Réécrivez le passage du texte allant de « 1.1. En manipulant » à « l'orthographe du Français. » en substituant « Russe » à chaque occurrence de « Latin ».

#### TEXTE ####

I
L'USAGE DE LA LANGUE
1. Comment maîtriser une langue? Comment
apprendre à la maîtriser?
Existent des quantités de manières
de s'y prendre, et s'il y avait vraiment une bonne, il n'y en aurait
pas tant.
La question se pose lorsqu'il s'agit d'apprendre
une autre langue que celle qu'on a apprise en naissant.
1.1. En manipulant des langues, je me suis
aperçu qu'une bonne méthode doit être
adaptée à la langue qu'on apprend. On n'apprend pas le
Latin comme le Japonais ou comme l'Arabe. On ne rencontre pas les
mêmes difficultés à apprendre ces langues
différentes. Conjugaison et déclinaisons sont une
réelle difficulté en Latin et en Arabe, alors que la
grammaire japonaise est plutôt simple. Cependant on peut sans
peine apprendre à lire et à écrire le Latin ou
l'Arabe, même si l'on ne comprend pas tous les mots qu'on lit
et qu'on écrit, alors que lire et écrire le Japonais
est bien plus difficile que le parler. Sans doute ne finit-on jamais
d'apprendre à écrire le Japonais, comme on n'en finit
jamais avec l'orthographe du Français.
1.1.1. Une bonne méthode doit être
aussi adaptée à la langue, ou aux langues, que l'on
connaît.

#### DONNÉES FOURNIES ####

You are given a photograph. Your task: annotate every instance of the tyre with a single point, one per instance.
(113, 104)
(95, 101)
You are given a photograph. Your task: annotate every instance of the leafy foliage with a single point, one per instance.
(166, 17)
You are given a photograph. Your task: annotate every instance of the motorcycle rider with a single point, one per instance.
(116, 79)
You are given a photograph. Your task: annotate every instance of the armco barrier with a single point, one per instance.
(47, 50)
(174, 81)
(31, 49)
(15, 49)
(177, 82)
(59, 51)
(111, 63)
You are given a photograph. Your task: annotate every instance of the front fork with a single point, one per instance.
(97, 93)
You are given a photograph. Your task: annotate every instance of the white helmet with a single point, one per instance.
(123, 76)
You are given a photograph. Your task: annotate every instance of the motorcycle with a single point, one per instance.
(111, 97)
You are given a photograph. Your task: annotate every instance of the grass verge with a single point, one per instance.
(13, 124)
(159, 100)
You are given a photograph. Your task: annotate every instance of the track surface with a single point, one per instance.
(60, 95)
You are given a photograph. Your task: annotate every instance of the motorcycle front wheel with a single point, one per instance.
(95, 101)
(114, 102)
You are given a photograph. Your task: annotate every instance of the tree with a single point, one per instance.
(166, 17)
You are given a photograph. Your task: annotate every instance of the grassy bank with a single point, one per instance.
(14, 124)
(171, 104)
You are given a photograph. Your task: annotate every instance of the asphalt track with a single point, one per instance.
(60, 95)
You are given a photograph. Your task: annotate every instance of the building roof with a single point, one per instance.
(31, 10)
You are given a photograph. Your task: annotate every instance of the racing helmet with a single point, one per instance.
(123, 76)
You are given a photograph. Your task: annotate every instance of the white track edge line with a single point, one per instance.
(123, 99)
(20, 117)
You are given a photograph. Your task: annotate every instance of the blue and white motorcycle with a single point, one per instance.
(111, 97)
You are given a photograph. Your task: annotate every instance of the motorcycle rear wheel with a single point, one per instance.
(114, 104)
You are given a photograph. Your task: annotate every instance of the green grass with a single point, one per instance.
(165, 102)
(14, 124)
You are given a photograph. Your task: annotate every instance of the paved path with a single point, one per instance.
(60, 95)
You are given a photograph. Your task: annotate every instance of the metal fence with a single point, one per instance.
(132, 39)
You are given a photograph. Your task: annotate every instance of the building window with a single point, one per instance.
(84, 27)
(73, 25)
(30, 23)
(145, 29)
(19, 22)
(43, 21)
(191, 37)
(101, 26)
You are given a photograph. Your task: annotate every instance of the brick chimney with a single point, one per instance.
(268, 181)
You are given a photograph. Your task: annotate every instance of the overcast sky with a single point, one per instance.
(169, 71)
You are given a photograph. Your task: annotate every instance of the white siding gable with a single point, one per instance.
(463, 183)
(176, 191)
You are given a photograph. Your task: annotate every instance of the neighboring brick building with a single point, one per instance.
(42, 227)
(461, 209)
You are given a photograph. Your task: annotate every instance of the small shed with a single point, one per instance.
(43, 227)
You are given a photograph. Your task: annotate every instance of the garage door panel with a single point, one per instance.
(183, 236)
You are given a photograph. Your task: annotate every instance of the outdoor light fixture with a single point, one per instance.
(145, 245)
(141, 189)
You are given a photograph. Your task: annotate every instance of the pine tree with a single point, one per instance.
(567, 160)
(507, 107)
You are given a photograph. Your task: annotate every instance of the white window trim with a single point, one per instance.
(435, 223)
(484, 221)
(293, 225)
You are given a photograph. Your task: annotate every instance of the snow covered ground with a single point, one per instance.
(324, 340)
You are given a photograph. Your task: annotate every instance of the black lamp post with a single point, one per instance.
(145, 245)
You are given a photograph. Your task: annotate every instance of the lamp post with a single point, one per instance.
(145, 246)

####

- CORRIGÉ
1.1. En manipulant des langues, je me suis
aperçu qu'une bonne méthode doit être
adaptée à la langue qu'on apprend. On n'apprend pas le
Russe comme le Japonais ou comme l'Arabe. On ne rencontre pas les
mêmes difficultés à apprendre ces langues
différentes. Conjugaison et déclinaisons sont une
réelle difficulté en Russe et en Arabe, alors que la
grammaire japonaise est plutôt simple. Cependant on peut sans
peine apprendre à lire et à écrire le Russe ou
l'Arabe, même si l'on ne comprend pas tous les mots qu'on lit
et qu'on écrit, alors que lire et écrire le Japonais
est bien plus difficile que le parler. Sans doute ne finit-on jamais
d'apprendre à écrire le Japonais, comme on n'en finit
jamais avec l'orthographe du Français.